Supplied text —
— Begin —
Definitely the issue is due to iris' change of chunking as raised in SciTools/iris#4107 Replace, as_lazy_data from _lazy_data.py in iris version: 3.0.3 with the one from iris version: 2.2.0 and we get down to 11s

cpelley commented 3 years ago

From our chat Monday, it seemed that it might be acceptable for now, to read the data into memory on load. I'm not familiar with clize or to a great extent of Python typing, but it looks as though options for load_cube in particular no_lazy_load are not exposed to the CLI.

https://github.com/metoppv/improver/blob/43054bd803f6789c1cee3e36d3b31c495489e3e2/improver/utilities/load.py#L114-L118

The load is achieved through typing via the clize value_converter decorator.

https://github.com/metoppv/improver/blob/43054bd803f6789c1cee3e36d3b31c495489e3e2/improver/cli/weighted_blending.py#L40-L41

I think ideally this should be exposed to any of the commands (weighted-blending, regrid or otherwise) performing a load. Then perhaps we can apply this argument within the improver-suite for the cases effected.

We could expose this to the top-level improver CLI but perhaps that would be nasty to then have it as a global var.

Any suggestions?

Cheers

PaulAbernethy commented 3 years ago

@BelligerG @LaurenceBeard to raise visibility. Green team might not check this board too often :)

BelligerG commented 3 years ago

If you didn't want to expose the option you could always set cli.inputcubes for those CLIs as a new type of object defined in improver/improver/cli/__init__.py and pass the no_lazy_load option?
— End —
Dataset extract —
— Begin —
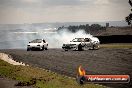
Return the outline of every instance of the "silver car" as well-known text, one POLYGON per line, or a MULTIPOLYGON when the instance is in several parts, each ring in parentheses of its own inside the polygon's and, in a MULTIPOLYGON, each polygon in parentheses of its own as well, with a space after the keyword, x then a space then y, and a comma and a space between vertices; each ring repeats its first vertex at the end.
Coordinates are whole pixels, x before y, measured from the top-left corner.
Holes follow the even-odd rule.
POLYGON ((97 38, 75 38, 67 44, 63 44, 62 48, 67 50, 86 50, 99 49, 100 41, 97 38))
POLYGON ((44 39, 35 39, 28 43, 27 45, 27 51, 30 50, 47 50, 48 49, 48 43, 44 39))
— End —
— Begin —
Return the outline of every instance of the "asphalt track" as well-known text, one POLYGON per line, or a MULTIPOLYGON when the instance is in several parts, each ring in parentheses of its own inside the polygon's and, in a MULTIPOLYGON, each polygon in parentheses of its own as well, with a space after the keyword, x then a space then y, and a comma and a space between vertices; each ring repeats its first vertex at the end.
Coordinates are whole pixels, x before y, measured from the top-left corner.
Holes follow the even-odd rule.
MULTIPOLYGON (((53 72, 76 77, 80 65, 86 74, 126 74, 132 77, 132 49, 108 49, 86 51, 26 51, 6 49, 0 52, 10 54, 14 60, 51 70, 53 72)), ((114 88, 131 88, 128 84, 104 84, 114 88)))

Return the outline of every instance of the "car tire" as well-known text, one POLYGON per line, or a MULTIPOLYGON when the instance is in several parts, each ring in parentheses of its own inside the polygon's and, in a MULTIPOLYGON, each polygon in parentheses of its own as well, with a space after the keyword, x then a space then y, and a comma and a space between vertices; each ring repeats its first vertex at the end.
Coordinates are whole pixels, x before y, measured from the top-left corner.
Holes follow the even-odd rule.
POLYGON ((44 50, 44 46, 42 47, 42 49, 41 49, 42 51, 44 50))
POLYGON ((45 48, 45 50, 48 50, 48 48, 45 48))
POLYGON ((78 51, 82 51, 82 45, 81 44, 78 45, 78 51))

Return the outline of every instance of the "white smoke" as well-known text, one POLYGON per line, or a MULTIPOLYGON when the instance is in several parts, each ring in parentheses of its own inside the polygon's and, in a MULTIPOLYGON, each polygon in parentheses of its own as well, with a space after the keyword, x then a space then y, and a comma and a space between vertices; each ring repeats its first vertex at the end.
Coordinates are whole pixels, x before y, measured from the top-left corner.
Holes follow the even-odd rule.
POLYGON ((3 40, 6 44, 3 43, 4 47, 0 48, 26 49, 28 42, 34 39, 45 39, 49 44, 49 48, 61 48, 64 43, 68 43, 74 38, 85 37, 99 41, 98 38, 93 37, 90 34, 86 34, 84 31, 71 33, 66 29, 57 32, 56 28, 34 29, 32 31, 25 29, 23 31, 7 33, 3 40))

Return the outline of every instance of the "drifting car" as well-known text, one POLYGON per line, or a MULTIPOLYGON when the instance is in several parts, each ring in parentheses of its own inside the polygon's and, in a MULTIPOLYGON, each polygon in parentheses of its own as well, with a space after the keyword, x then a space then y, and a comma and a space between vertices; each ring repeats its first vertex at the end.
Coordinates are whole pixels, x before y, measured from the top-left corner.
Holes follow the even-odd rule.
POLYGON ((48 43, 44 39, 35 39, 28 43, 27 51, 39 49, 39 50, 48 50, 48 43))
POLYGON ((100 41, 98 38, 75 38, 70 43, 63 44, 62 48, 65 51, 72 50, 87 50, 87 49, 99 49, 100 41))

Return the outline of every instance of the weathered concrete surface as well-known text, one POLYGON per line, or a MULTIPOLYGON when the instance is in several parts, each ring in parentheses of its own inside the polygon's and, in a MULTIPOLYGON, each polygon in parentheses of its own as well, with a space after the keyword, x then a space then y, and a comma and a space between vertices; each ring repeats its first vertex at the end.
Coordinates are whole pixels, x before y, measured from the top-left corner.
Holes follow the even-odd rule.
— End —
— Begin —
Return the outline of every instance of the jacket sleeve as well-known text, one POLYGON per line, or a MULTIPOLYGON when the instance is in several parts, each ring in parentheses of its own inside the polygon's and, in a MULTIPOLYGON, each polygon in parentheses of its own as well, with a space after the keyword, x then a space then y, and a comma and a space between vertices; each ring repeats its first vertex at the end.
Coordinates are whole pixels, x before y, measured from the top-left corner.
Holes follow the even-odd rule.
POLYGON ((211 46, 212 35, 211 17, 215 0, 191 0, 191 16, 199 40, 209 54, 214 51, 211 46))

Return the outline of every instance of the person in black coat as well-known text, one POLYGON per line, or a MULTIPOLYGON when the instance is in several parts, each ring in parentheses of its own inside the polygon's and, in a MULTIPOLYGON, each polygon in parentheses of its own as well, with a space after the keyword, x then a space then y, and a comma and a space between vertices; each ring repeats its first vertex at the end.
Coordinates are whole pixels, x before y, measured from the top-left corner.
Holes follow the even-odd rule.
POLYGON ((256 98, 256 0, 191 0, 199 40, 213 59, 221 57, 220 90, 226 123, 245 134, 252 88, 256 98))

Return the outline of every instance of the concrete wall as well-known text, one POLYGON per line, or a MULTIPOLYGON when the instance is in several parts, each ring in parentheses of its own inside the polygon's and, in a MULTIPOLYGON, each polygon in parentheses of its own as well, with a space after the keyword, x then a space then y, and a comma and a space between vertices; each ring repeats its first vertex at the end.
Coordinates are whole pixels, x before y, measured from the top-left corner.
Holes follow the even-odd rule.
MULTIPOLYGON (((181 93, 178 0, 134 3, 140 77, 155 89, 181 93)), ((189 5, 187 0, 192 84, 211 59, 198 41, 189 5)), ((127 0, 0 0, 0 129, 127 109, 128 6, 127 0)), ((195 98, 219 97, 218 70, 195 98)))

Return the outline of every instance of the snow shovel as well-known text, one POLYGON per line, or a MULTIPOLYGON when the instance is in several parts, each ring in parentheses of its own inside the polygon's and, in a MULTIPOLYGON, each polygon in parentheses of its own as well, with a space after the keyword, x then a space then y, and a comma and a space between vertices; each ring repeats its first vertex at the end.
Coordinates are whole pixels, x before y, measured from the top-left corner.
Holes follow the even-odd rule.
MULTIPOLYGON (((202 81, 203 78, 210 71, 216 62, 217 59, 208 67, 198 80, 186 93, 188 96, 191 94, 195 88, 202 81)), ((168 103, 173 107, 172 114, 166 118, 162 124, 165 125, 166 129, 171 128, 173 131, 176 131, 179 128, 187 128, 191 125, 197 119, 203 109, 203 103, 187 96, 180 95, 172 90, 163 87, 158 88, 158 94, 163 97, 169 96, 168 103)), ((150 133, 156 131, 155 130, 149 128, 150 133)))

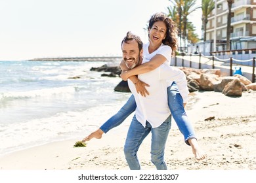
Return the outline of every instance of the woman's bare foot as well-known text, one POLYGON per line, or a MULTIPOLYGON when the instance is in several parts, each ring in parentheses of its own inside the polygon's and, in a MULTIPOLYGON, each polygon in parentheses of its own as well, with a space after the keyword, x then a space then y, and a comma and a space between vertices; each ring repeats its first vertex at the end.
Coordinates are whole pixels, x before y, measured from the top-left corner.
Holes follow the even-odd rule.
— End —
To do —
1: In the thread about iris chunking and the improver CLI, which load_cube option is described as not exposed to the CLI?
2: Extend the thread about iris chunking and the improver CLI, starting after its last comment.

Results for each task —
1: The no_lazy_load option.

2:
cpelley commented 3 years ago

Thanks @PaulAbernethy, should I assign the "Project" -> repositories -> "Green team"?

PaulAbernethy commented 3 years ago

@cpelley I wouldn't worry about it. Think most people know about the thread now

cpelley commented 3 years ago

If you didn't want to expose the option...

Well actually, I think having it as an option would be ideal :) but I couldn't immediately see a way to do this neatly across all commands while retaining the approach we have using positional arguments for inputs (cli.inputcubes).

I think it would be great to have lazy or not lazy on a both per command and per input file basis. Having it configurable would mean being able to specify the behaviour within the suite, which would be neat.

improver <commandA> <input-file1> <input-file2> --no-lazy ...

...you could always set cli.inputcubes for those CLIs as a new type of object defined in improver/improver/cli/init.py and pass the no_lazy_load option?

If you mean defining a new type (for example improver.cli.inputcube_nolazy), then having the CLI for the weighted-blending and regrid use this new nolazy type then that sounds reasonable except that this nolazy behaviour would be fixed for those commands (irrespective to whether it needs the workaround or not). Also, there are at at least two interfaces right now effected by this performance degradation. That is the regrid and weighted-blending, perhaps there are more effected to be uncovered. In which case, choosing lazy or not lazy via the suite (i.e. on a per command basis at least) would be highly desirable.

Hmmm. Tell you what, I'll put together my "nasty" solution as a PR, then we can discuss the pros/cons and perhaps better alternatives via clize or otherwise:

improver <commandA> --no-lazy <input-file1> <input-file2> ...

Thanks @BelligerG

BelligerG commented 3 years ago

Hmmm. Tell you what, I'll put together my "nasty" solution as a PR, then we can discuss the pros/cons and perhaps better alternatives via clize or otherwise:

Sounds good, it was just a quick alternative :-)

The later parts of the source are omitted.